*** Opening Record extracts ***

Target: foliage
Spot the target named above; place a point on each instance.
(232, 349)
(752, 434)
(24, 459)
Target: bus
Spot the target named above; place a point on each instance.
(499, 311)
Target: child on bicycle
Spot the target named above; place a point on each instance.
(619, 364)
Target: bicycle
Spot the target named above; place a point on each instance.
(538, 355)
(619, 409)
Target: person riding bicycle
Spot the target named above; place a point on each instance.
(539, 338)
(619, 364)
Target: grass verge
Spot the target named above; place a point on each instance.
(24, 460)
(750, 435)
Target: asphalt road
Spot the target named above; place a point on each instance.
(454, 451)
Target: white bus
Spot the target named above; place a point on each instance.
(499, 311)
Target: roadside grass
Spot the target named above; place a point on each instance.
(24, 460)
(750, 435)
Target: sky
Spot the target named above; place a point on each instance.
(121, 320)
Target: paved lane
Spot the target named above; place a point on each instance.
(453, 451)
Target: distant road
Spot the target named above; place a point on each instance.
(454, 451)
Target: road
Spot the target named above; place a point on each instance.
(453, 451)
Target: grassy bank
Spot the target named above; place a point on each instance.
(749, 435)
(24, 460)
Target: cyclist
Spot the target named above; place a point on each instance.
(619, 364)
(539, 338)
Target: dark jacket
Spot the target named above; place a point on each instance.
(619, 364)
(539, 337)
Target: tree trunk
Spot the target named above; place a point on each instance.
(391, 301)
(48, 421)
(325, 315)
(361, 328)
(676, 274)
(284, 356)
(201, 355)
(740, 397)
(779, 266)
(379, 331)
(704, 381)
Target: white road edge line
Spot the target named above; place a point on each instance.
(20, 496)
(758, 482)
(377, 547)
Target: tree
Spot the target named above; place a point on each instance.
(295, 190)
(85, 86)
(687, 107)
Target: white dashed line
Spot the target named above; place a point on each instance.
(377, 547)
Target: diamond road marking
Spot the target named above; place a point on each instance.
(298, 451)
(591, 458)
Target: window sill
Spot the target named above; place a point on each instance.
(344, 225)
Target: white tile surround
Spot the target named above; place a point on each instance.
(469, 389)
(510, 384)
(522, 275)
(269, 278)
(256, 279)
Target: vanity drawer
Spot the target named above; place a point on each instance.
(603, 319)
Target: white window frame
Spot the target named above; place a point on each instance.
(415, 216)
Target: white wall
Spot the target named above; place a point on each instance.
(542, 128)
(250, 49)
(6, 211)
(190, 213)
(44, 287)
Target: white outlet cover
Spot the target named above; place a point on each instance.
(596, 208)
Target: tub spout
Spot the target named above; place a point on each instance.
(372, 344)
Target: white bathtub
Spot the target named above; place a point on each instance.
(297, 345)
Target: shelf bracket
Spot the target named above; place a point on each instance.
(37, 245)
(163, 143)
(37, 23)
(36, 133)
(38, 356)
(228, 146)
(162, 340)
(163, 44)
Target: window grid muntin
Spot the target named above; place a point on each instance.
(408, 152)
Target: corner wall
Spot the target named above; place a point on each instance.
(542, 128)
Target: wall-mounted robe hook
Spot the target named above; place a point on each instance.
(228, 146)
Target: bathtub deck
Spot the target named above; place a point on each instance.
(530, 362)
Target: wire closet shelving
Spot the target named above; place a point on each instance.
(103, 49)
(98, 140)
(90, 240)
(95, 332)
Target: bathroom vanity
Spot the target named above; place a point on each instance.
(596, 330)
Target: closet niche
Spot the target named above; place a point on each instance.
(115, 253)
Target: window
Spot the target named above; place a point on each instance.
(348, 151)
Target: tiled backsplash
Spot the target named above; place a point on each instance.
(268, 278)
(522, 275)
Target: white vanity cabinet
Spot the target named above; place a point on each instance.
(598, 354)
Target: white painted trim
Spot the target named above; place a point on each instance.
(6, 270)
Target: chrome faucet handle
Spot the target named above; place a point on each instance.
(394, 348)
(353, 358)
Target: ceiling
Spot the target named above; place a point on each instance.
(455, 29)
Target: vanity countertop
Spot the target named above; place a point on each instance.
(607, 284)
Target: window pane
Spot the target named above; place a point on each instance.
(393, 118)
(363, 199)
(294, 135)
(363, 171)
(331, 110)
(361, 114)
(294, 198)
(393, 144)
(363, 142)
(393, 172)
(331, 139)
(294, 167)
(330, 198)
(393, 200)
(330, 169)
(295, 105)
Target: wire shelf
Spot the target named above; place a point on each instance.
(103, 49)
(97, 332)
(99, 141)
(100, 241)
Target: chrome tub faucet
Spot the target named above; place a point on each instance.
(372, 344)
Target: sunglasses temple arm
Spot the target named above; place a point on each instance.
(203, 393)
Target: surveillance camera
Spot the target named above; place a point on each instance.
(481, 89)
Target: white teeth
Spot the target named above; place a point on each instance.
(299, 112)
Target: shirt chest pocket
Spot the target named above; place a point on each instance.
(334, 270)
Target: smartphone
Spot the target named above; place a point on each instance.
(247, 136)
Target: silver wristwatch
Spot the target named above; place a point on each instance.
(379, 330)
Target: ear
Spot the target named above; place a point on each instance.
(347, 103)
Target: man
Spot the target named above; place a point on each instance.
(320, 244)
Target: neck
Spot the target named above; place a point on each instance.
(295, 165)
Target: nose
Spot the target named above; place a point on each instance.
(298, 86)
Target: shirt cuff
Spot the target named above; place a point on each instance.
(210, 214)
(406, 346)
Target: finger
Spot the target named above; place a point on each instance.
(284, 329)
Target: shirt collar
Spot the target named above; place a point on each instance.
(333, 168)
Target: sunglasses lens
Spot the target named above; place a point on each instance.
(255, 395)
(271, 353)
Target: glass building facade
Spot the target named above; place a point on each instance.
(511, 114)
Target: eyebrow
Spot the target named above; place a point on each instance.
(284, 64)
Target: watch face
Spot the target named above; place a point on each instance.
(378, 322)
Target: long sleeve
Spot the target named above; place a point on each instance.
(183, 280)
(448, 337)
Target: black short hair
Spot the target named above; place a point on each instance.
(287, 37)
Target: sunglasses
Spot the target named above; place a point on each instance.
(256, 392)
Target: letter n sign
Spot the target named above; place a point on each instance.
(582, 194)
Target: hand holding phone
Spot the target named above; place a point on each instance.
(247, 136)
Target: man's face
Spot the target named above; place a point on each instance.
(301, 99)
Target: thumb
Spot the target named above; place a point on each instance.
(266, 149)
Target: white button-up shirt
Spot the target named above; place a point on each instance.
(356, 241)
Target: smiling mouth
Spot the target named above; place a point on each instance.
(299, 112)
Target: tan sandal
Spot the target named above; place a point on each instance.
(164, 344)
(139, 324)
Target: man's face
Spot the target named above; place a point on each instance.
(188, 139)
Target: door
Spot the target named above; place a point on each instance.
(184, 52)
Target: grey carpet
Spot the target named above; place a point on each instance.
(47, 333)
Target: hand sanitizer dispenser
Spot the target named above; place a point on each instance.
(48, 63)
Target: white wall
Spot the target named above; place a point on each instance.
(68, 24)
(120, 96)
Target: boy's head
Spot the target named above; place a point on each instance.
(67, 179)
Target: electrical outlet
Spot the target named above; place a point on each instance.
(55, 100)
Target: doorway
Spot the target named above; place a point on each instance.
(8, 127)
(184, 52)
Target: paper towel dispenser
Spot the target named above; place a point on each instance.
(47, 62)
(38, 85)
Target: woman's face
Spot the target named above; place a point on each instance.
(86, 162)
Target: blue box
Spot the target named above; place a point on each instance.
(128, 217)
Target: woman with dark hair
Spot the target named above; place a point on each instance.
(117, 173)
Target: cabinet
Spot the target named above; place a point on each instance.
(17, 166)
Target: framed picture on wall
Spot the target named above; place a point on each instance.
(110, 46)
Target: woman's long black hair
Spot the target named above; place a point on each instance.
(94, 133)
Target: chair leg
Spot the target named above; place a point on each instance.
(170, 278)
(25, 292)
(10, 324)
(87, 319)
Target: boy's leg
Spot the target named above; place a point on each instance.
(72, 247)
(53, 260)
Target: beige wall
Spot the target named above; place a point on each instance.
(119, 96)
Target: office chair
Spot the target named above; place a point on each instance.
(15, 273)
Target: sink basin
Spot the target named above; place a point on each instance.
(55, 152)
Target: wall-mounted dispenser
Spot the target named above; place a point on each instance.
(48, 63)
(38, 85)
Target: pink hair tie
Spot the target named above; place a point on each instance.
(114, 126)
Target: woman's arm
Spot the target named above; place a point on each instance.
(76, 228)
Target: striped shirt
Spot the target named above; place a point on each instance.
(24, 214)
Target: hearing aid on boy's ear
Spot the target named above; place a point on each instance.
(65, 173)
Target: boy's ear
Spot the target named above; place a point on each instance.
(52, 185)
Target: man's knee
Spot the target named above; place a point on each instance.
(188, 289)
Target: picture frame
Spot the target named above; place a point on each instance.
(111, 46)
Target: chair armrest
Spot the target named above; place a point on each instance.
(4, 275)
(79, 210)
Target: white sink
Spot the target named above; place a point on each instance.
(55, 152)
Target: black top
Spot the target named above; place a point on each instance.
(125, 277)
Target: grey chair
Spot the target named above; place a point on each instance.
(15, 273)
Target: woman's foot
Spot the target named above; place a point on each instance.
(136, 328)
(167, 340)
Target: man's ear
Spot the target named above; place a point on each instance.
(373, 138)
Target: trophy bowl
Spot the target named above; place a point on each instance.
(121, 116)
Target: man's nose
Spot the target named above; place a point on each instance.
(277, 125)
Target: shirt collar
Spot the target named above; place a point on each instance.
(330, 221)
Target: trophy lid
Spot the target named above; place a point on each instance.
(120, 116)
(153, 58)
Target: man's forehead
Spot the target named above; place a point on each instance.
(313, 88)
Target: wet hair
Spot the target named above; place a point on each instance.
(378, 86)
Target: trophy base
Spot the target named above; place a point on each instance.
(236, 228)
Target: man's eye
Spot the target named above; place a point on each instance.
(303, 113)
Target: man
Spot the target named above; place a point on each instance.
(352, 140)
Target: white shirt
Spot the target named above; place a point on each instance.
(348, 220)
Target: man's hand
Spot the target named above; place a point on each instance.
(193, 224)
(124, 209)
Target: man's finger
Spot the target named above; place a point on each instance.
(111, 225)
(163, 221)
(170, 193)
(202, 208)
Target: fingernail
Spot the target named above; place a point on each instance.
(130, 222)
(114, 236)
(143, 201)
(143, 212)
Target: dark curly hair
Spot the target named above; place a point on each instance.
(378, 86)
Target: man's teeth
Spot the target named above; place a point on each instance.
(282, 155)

*** Closing Record extracts ***

Set down the lines of the records exactly, from the first one through the line containing "Target: bicycle", and add nothing else.

Target: foliage
Spot the target named above; place a point on each instance.
(232, 349)
(752, 434)
(24, 459)
Target: bus
Spot the target named above; place a point on each instance.
(499, 311)
Target: child on bicycle
Spot the target named above; place a point on each instance.
(619, 364)
Target: bicycle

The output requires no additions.